EXCERPT PROVIDED |

▼

# First event- spectator or participant?



## wildo (Jul 27, 2006)

I just discovered that there is an agility trial in Indianapolis in February. Question is- do you guys recommend going to a competition as a spectator first to get a feel for things, or do you see a problem with jumping right in as a participant? I really don't know much at all (admittedly- nothing) about the sport of agility.


----------



## Rerun (Feb 27, 2006)

Where/when is the trial?


----------



## wildo (Jul 27, 2006)

Rerun said:


> Where/when is the trial?


Indianapolis- on the SW side. Feb 19 & 20:
Agility Club of Indianapolis - Events


----------



## Rerun (Feb 27, 2006)

thanks!


----------



## wildo (Jul 27, 2006)

Rerun said:


> thanks!


No problem. Have an opinion on my question?


----------



## Jason L (Mar 20, 2009)

Agility is a lot more complicated than it looks. It takes awhile (think one year) to be able to do this even at the novice level so I don't think you have a choice. Go, watch, talk to the folks, maybe ask where they train, and have fun would be my advice.

▲

GIVEN DATA |
▼

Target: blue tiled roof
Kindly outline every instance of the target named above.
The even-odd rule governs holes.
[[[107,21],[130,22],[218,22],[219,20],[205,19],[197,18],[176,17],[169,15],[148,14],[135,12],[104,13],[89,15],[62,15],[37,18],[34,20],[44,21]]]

▲

PROBLEM DETAILS |
In the agility thread above, how long does Jason L say it takes to be able to compete even at the novice level?

FINISHED ANSWER |
About one year.